[DATA SUPPLIED]:
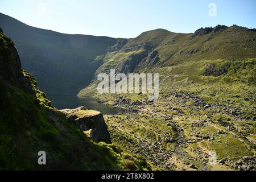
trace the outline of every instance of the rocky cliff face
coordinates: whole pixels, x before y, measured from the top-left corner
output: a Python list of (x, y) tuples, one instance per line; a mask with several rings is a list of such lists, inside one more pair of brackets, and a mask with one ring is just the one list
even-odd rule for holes
[[(75, 115), (70, 113), (69, 118), (82, 130), (90, 129), (92, 138), (110, 142), (102, 115), (85, 109), (81, 111), (86, 113), (86, 117), (79, 112)], [(14, 44), (1, 28), (0, 116), (0, 170), (130, 168), (124, 160), (130, 164), (129, 159), (123, 158), (115, 147), (92, 141), (51, 106), (36, 86), (35, 78), (20, 68)], [(41, 151), (46, 152), (46, 165), (38, 162)], [(132, 165), (133, 169), (151, 169), (144, 160), (140, 161)]]
[(60, 111), (65, 114), (69, 122), (92, 138), (99, 142), (111, 143), (108, 127), (100, 112), (88, 110), (85, 107)]

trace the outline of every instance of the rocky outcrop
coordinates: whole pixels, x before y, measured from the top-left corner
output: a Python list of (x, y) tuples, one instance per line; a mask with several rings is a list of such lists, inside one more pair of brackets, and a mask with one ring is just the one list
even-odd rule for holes
[(60, 111), (65, 114), (68, 121), (92, 138), (99, 142), (111, 143), (108, 127), (100, 112), (88, 110), (83, 106)]
[(218, 67), (214, 64), (207, 64), (203, 71), (203, 75), (205, 76), (219, 76), (228, 71), (229, 65)]
[(195, 38), (197, 36), (202, 36), (204, 35), (209, 34), (211, 32), (218, 33), (225, 30), (228, 27), (222, 25), (217, 25), (214, 28), (212, 27), (206, 27), (201, 28), (195, 32), (194, 34), (191, 36), (192, 38)]
[(140, 53), (132, 54), (122, 61), (117, 68), (117, 72), (125, 74), (131, 73), (136, 67), (147, 55), (146, 51)]

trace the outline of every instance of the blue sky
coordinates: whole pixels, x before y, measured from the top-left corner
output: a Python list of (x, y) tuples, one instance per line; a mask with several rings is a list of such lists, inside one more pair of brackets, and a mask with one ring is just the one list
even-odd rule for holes
[[(210, 3), (217, 16), (209, 15)], [(0, 12), (36, 27), (114, 38), (159, 28), (184, 33), (218, 24), (256, 28), (255, 0), (0, 0)]]

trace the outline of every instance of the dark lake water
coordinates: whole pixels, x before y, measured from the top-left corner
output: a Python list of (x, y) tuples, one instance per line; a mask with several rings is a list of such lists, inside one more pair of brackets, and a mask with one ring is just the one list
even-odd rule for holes
[(78, 98), (76, 96), (47, 96), (52, 104), (59, 109), (75, 109), (85, 106), (88, 109), (101, 111), (104, 114), (115, 114), (125, 111), (114, 109), (113, 106), (101, 104), (92, 97)]

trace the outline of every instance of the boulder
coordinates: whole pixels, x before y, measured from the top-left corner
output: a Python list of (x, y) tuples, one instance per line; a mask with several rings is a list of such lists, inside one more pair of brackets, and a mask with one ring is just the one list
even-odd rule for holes
[(88, 110), (82, 106), (60, 111), (65, 114), (68, 121), (85, 133), (88, 133), (92, 138), (98, 142), (111, 143), (107, 125), (100, 111)]

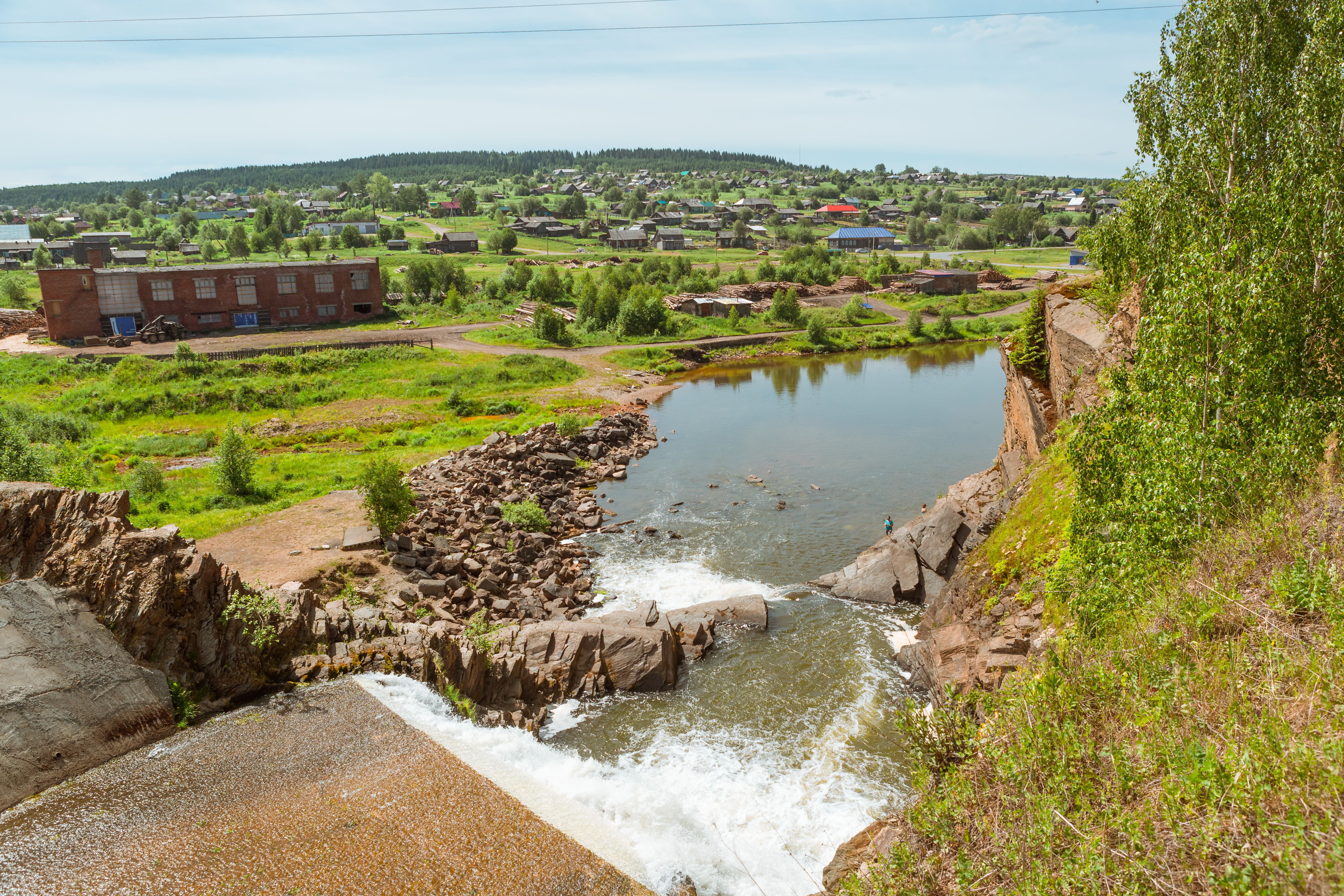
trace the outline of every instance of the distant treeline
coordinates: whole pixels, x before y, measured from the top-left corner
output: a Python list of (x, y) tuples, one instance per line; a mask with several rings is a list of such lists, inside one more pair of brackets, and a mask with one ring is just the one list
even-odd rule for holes
[[(739, 152), (707, 152), (702, 149), (603, 149), (574, 153), (564, 149), (536, 152), (406, 152), (340, 161), (309, 161), (297, 165), (242, 165), (238, 168), (199, 168), (180, 171), (156, 180), (103, 180), (81, 184), (42, 184), (0, 189), (0, 204), (27, 208), (30, 206), (63, 207), (93, 201), (97, 196), (120, 196), (130, 187), (146, 193), (164, 191), (190, 193), (202, 184), (214, 191), (238, 192), (245, 188), (304, 189), (336, 185), (355, 177), (368, 177), (374, 172), (387, 175), (394, 183), (426, 183), (429, 180), (476, 180), (478, 177), (532, 175), (538, 169), (579, 168), (594, 171), (598, 165), (628, 172), (649, 171), (739, 171), (743, 168), (789, 168), (798, 165), (775, 159)], [(810, 171), (809, 167), (801, 167)]]

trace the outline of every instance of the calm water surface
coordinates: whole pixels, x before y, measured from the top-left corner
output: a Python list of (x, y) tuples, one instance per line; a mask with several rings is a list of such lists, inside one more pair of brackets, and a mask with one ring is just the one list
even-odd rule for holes
[[(821, 889), (835, 848), (906, 795), (888, 732), (910, 692), (888, 635), (919, 609), (848, 603), (802, 583), (872, 544), (884, 514), (902, 523), (992, 463), (999, 355), (972, 344), (773, 359), (681, 383), (650, 408), (668, 442), (599, 489), (617, 519), (638, 524), (583, 540), (601, 553), (598, 586), (620, 609), (763, 594), (770, 630), (720, 631), (673, 692), (558, 707), (540, 742), (473, 727), (406, 678), (384, 696), (603, 814), (660, 892), (684, 873), (702, 896), (805, 896)], [(39, 833), (62, 830), (50, 821)]]

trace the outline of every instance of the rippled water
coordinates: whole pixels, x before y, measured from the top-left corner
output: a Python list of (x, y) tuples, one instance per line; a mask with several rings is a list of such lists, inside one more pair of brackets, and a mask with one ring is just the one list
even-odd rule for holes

[SHORT PROBLEM]: Locate the line that contains "trace the outline of every instance of the calm", then please quote it and every line after it to the end of the entries above, exactly and with nothing else.

[THE REPLY]:
trace the outline of every instance of the calm water surface
coordinates: whole pixels, x before y, measured from the top-left corner
output: a Python list of (x, y) tuples, one instance per line; a mask with several rings is a list of such lists, inside one more pair of brackets, and a mask with one ring is just the one list
even-odd rule for holes
[[(821, 889), (835, 848), (906, 795), (888, 732), (910, 692), (888, 635), (919, 609), (848, 603), (802, 583), (872, 544), (884, 514), (902, 523), (992, 463), (999, 355), (972, 344), (773, 359), (681, 383), (650, 408), (668, 442), (599, 489), (617, 519), (638, 524), (583, 540), (601, 553), (598, 586), (620, 609), (763, 594), (770, 630), (720, 631), (673, 692), (558, 707), (540, 742), (473, 727), (406, 678), (384, 696), (603, 814), (660, 892), (684, 873), (702, 896), (805, 896)], [(39, 833), (62, 830), (50, 821)]]

trace the outline of every instance of the rippled water
coordinates: whole pixels, x before y, measured from the top-left corner
output: a Python list of (x, y) tuples, one instance per line; a mask with several rings is a list of such lists, inside one more pair of brackets, and a mask with one ring is just the one list
even-odd rule for holes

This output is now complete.